__Collected data entries__.
--- START ---

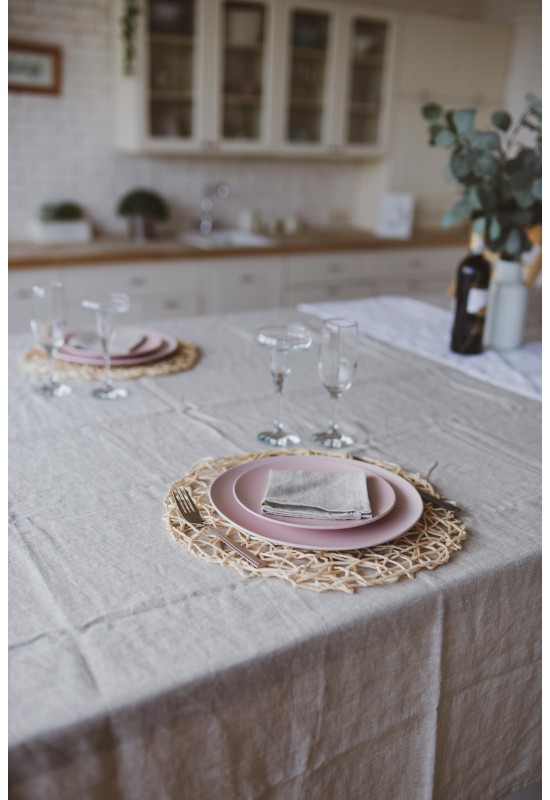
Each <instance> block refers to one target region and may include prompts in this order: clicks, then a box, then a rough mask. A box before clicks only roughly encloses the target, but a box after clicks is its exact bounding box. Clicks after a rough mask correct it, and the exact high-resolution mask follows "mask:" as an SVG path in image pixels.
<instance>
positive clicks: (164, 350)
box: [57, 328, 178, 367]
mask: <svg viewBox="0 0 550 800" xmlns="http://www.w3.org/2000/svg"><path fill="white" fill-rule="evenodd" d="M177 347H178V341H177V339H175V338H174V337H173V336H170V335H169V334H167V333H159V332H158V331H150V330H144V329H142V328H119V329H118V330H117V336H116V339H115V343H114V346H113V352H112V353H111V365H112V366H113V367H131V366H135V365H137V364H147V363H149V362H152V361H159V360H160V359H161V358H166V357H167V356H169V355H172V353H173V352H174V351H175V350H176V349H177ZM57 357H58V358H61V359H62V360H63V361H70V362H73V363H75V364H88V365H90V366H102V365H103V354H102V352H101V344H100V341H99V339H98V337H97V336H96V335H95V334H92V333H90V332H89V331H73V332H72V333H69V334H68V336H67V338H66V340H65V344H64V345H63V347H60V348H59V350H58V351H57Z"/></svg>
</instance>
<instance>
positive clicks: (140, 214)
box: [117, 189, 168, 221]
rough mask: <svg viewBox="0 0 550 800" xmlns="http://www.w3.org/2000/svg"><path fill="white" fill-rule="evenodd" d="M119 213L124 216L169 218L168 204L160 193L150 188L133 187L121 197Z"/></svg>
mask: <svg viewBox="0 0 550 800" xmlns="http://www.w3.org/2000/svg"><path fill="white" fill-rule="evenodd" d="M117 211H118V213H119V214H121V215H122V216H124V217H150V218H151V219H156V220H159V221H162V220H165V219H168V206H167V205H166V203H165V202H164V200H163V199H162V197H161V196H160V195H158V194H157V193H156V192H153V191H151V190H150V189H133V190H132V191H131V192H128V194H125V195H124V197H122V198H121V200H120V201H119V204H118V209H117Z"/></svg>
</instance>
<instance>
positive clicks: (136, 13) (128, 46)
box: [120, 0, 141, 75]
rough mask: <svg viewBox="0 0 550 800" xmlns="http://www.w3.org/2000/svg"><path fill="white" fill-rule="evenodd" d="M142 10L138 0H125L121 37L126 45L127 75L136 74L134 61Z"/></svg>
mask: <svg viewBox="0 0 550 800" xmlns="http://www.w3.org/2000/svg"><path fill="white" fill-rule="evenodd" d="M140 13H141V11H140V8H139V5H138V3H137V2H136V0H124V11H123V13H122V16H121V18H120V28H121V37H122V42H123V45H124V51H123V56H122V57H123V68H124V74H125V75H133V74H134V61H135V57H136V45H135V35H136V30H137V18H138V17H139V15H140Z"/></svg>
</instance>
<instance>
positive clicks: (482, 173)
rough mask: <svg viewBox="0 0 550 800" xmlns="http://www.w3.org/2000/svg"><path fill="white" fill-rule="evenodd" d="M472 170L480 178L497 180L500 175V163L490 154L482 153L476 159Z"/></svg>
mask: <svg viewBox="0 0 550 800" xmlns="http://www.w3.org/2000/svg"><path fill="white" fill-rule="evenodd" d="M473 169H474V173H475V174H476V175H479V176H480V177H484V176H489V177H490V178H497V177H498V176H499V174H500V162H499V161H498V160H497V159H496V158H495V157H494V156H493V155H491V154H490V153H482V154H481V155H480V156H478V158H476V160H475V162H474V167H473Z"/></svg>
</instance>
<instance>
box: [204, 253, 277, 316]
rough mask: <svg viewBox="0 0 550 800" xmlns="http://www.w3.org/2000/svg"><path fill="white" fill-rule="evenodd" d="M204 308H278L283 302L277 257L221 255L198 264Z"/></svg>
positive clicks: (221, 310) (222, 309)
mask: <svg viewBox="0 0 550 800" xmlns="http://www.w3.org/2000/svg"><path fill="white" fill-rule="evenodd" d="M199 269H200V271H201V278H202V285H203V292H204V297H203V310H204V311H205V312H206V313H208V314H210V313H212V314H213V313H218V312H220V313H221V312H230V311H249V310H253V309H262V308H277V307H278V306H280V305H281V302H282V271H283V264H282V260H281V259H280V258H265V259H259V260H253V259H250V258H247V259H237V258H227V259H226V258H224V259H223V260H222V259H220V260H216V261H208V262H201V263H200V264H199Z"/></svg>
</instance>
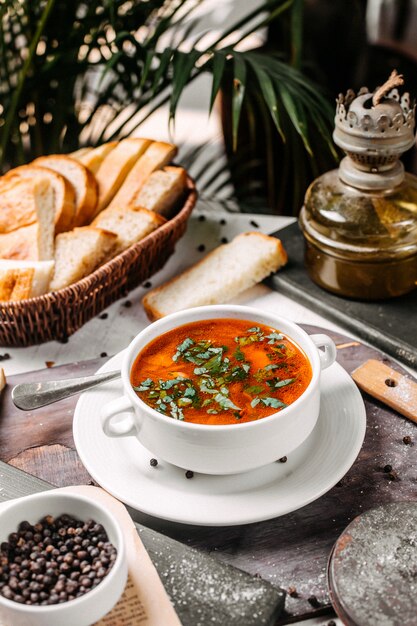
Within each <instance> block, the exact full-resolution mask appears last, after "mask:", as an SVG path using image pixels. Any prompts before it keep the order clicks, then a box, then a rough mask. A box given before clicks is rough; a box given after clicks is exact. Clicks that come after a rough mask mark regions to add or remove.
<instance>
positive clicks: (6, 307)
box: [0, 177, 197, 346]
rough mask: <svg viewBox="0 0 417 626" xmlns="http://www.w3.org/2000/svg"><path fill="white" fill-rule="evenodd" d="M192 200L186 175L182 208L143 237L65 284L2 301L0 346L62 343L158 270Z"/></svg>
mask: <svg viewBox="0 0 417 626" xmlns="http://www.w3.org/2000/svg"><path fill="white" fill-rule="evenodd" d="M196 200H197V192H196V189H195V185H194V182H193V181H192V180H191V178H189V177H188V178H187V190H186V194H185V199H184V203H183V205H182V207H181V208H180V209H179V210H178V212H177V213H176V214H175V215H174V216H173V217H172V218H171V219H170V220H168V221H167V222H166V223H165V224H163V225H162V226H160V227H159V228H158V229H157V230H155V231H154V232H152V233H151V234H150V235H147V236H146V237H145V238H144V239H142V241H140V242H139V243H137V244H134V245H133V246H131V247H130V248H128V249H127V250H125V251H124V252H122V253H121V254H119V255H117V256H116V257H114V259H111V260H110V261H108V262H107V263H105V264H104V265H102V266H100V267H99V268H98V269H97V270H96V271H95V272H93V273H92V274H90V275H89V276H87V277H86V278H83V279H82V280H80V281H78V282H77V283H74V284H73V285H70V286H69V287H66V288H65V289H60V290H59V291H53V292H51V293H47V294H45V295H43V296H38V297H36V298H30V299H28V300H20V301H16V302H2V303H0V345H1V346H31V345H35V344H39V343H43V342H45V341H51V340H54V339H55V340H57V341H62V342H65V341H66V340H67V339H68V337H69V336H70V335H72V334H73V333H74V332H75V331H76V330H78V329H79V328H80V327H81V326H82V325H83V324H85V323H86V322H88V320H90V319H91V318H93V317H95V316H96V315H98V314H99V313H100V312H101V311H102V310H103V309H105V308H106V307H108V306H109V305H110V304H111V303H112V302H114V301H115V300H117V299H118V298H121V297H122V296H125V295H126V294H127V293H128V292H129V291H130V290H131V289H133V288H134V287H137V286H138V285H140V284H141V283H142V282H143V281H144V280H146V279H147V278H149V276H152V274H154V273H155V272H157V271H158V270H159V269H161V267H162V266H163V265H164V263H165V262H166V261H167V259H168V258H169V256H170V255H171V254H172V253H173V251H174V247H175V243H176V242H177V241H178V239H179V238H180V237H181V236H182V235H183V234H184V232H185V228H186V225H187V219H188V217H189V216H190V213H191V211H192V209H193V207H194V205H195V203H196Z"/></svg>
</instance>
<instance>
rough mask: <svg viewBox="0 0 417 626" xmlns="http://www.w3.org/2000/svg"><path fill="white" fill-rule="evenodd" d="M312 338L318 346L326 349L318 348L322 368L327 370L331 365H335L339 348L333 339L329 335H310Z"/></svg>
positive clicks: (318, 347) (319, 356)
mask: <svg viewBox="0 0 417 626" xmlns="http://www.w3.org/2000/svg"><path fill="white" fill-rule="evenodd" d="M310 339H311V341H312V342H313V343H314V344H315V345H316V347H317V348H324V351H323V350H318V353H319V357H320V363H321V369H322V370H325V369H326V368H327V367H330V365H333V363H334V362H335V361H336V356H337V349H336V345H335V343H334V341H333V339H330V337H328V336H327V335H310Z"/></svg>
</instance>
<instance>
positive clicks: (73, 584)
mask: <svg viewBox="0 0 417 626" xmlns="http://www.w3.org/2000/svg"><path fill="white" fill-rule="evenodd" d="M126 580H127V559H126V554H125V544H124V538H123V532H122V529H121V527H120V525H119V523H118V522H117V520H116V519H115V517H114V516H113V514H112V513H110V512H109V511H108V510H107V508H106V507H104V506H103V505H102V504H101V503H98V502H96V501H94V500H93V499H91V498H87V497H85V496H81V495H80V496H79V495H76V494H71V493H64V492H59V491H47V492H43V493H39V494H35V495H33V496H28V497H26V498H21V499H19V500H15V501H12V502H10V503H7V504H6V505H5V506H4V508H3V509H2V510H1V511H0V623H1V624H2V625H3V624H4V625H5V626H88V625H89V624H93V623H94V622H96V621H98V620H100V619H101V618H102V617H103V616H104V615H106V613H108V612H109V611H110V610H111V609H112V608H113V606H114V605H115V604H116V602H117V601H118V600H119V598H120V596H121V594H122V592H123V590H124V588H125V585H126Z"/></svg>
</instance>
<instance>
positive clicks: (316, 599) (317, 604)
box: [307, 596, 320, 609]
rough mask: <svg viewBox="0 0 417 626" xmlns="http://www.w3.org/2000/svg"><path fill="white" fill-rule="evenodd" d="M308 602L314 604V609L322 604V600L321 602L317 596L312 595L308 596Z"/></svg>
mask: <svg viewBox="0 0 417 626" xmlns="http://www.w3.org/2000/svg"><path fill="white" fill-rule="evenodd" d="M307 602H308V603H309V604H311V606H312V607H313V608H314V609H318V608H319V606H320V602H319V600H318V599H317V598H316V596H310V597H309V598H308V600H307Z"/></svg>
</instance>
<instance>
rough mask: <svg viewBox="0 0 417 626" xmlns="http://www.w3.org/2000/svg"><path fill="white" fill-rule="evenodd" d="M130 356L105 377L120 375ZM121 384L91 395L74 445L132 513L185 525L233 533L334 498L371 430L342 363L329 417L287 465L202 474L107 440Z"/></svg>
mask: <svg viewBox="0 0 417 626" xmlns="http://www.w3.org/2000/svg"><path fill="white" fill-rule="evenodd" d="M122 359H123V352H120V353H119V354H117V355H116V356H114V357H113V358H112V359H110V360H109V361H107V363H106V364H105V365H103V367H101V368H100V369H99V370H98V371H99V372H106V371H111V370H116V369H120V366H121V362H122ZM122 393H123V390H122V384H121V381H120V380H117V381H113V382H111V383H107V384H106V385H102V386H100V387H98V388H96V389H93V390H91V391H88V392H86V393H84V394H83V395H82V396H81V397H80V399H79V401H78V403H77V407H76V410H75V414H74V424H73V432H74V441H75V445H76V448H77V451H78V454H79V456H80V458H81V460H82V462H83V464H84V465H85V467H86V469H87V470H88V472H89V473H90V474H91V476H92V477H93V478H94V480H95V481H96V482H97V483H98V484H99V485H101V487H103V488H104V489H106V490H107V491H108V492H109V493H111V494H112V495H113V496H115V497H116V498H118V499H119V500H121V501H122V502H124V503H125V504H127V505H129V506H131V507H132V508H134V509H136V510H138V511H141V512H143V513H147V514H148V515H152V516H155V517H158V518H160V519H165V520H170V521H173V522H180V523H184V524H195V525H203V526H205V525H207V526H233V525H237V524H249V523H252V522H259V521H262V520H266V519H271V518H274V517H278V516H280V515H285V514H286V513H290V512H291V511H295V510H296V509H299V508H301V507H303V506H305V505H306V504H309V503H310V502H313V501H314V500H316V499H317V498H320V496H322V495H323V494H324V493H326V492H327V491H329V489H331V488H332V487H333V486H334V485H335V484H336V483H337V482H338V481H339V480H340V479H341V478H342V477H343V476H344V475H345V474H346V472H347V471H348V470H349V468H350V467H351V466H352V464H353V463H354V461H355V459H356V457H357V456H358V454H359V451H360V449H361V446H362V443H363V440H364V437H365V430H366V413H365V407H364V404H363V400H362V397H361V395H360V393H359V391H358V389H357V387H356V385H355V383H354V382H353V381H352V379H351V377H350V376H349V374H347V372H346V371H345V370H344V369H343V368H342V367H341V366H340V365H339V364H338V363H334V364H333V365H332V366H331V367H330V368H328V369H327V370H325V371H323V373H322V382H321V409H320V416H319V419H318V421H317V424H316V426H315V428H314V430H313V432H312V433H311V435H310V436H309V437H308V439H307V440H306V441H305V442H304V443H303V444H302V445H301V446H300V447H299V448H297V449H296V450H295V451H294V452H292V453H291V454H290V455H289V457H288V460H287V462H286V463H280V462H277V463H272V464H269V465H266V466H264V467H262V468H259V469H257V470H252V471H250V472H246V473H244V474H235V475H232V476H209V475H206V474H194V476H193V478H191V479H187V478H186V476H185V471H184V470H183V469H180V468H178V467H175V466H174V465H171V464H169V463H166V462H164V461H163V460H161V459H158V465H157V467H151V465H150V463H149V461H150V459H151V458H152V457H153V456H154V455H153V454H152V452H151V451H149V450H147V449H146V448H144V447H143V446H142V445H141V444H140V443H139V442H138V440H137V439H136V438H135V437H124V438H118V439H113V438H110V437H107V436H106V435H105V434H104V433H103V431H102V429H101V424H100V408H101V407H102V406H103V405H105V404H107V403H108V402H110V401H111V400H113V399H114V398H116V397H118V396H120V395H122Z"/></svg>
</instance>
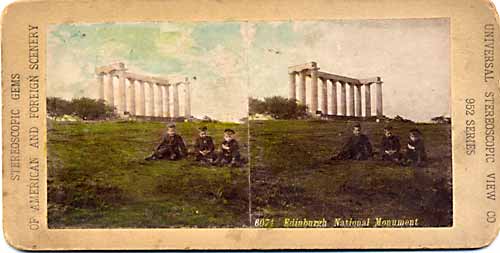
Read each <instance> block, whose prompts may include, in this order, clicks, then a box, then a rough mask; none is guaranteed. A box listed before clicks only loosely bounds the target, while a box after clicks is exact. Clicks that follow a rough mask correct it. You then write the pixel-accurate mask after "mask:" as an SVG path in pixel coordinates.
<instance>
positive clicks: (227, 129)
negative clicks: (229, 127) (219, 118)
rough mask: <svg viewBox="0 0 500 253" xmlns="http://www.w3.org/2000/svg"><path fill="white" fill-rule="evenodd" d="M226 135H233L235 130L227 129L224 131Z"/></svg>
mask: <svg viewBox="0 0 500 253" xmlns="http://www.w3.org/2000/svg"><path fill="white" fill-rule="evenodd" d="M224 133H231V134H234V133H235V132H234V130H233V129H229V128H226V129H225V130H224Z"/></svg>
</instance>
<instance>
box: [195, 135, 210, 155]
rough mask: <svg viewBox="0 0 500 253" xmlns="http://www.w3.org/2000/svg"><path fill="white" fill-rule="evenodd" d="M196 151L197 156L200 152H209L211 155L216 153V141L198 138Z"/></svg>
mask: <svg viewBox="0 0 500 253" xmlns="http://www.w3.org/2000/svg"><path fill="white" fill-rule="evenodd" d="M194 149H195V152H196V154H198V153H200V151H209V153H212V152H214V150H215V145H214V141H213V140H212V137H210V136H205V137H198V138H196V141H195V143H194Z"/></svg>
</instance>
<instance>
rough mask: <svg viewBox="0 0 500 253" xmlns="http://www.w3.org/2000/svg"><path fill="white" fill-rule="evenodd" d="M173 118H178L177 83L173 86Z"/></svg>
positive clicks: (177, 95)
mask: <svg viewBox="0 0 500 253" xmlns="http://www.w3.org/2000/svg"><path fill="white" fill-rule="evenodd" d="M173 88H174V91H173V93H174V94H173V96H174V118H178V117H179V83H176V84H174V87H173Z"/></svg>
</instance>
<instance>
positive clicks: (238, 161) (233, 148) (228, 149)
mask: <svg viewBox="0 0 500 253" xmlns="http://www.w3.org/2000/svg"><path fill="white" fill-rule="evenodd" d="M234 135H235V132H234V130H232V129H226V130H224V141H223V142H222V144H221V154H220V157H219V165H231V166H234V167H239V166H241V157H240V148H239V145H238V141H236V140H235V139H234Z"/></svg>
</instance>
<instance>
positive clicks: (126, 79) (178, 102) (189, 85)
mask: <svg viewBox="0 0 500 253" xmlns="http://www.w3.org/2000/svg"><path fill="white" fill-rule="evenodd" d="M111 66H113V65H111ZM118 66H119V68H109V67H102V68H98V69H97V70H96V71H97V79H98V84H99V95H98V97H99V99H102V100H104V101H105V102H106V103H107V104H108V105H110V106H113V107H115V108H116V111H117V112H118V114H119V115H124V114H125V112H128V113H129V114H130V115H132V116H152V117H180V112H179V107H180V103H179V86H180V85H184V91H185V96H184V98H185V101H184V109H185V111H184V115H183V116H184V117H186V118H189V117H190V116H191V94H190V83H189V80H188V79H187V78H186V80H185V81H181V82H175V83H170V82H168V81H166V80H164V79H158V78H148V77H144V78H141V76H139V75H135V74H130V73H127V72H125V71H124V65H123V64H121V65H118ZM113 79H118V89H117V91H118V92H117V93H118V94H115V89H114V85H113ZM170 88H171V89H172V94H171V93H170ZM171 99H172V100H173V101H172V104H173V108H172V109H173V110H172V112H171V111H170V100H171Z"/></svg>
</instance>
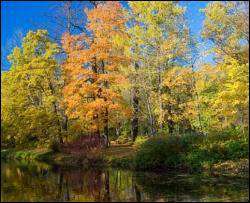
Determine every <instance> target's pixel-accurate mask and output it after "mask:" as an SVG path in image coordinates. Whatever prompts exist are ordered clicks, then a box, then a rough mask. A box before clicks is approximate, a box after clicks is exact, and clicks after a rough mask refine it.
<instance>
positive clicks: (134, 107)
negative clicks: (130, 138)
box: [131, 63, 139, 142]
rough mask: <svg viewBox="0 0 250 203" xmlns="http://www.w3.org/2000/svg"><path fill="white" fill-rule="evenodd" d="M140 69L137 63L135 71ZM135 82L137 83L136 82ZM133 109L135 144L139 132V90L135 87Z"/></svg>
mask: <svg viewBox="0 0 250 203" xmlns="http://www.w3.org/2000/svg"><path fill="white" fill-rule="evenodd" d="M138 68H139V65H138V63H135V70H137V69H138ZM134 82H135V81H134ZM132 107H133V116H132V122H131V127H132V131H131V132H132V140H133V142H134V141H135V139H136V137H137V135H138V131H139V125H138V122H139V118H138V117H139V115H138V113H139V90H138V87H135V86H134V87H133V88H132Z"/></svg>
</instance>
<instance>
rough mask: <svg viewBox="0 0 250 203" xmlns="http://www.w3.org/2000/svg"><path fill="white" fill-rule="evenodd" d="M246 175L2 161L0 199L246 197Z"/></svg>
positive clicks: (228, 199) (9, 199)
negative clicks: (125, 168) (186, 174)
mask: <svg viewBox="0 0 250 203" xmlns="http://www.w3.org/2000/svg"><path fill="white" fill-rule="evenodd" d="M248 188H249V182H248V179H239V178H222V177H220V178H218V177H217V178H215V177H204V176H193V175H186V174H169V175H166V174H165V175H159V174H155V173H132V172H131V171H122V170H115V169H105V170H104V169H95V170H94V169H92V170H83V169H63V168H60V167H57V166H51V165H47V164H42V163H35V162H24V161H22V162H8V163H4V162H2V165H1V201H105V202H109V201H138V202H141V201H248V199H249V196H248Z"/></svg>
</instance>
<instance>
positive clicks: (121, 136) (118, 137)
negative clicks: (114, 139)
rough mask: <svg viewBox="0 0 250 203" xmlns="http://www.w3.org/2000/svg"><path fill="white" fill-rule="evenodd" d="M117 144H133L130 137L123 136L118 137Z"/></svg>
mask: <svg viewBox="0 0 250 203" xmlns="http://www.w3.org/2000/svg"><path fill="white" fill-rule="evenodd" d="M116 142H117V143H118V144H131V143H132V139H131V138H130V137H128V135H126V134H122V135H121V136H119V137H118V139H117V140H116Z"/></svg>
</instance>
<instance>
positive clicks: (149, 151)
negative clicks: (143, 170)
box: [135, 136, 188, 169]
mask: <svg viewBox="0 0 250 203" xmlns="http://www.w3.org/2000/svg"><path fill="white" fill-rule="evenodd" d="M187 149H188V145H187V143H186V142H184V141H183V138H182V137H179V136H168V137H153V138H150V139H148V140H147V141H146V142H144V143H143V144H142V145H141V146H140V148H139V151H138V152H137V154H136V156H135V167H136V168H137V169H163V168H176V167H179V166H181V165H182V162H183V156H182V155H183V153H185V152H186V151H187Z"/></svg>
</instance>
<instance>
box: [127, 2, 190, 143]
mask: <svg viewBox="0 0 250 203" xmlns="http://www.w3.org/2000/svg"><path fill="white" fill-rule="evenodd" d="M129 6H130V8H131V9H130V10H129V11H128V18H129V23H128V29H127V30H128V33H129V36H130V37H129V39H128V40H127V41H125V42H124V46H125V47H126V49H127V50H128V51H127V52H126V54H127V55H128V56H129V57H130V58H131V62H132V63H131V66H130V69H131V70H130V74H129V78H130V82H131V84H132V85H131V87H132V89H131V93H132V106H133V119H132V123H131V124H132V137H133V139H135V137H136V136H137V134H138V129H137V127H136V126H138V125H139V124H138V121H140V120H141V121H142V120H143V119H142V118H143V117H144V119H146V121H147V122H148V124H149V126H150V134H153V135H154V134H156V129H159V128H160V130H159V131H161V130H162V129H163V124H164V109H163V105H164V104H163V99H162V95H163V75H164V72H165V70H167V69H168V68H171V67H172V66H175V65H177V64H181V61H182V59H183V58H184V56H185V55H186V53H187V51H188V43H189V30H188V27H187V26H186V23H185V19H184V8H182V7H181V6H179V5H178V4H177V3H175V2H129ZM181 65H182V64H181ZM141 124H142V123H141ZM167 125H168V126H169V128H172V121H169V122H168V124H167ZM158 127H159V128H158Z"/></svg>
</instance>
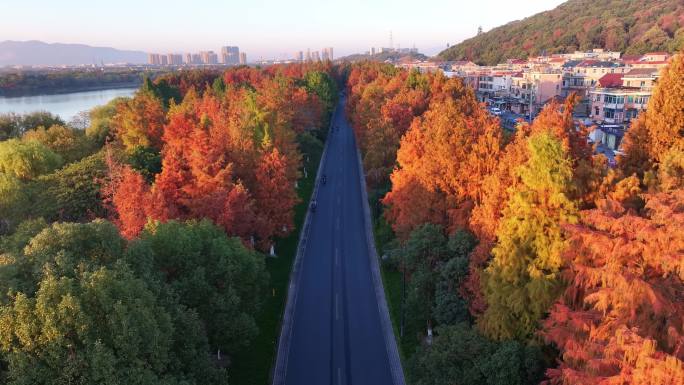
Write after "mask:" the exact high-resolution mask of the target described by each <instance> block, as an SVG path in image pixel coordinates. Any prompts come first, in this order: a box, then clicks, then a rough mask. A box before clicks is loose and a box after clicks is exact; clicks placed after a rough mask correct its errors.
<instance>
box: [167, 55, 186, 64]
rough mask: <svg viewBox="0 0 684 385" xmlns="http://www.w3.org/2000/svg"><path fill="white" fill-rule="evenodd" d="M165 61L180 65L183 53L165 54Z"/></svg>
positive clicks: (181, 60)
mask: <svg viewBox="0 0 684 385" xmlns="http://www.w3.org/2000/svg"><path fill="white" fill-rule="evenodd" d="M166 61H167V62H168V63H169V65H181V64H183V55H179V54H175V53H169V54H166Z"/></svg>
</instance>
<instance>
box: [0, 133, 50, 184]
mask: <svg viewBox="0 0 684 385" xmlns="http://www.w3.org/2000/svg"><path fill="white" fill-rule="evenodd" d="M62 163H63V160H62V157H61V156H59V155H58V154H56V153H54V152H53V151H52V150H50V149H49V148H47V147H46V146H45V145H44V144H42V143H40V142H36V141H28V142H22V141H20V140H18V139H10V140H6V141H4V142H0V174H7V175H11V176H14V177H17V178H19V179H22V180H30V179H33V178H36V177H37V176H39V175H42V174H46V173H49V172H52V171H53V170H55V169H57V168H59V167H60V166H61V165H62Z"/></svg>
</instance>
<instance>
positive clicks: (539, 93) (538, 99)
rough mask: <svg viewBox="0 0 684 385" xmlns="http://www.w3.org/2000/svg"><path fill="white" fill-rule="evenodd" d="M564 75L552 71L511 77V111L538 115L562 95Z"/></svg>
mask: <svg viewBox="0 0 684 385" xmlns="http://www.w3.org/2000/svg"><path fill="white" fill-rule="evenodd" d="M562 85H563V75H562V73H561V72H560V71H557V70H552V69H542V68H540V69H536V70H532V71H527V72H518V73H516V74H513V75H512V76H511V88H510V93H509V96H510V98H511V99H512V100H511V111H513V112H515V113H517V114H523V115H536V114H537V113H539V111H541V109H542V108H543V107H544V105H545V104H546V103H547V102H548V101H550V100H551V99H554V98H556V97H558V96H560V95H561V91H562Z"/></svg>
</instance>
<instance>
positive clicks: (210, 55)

--- END ---

__Assigned task__.
Using the entries above, output exactly the lines between the line holding "box: [117, 189, 168, 221]" and the line holding "positive clicks: (482, 173)", end lines included, and nothing more.

__Expected answer__.
box: [117, 189, 168, 221]
rough mask: <svg viewBox="0 0 550 800" xmlns="http://www.w3.org/2000/svg"><path fill="white" fill-rule="evenodd" d="M119 213L124 216L169 218L168 204L160 193L150 188L133 187L121 197Z"/></svg>
mask: <svg viewBox="0 0 550 800" xmlns="http://www.w3.org/2000/svg"><path fill="white" fill-rule="evenodd" d="M117 211H118V213H119V214H121V215H122V216H124V217H150V218H151V219H156V220H159V221H162V220H165V219H168V206H167V205H166V203H165V202H164V200H163V199H162V197H161V196H160V195H158V194H157V193H156V192H153V191H151V190H150V189H133V190H132V191H131V192H128V194H125V195H124V197H122V198H121V200H120V201H119V204H118V209H117Z"/></svg>
</instance>
<instance>
positive clicks: (136, 13) (128, 46)
box: [120, 0, 141, 75]
rough mask: <svg viewBox="0 0 550 800" xmlns="http://www.w3.org/2000/svg"><path fill="white" fill-rule="evenodd" d="M142 10L138 0H125L121 37L126 45L127 75L136 74L134 61Z"/></svg>
mask: <svg viewBox="0 0 550 800" xmlns="http://www.w3.org/2000/svg"><path fill="white" fill-rule="evenodd" d="M140 13H141V11H140V8H139V5H138V3H137V2H136V0H124V11H123V13H122V16H121V18H120V28H121V37H122V42H123V45H124V51H123V56H122V57H123V68H124V74H125V75H133V74H134V61H135V57H136V45H135V35H136V30H137V18H138V17H139V15H140Z"/></svg>
</instance>
<instance>
positive clicks: (482, 173)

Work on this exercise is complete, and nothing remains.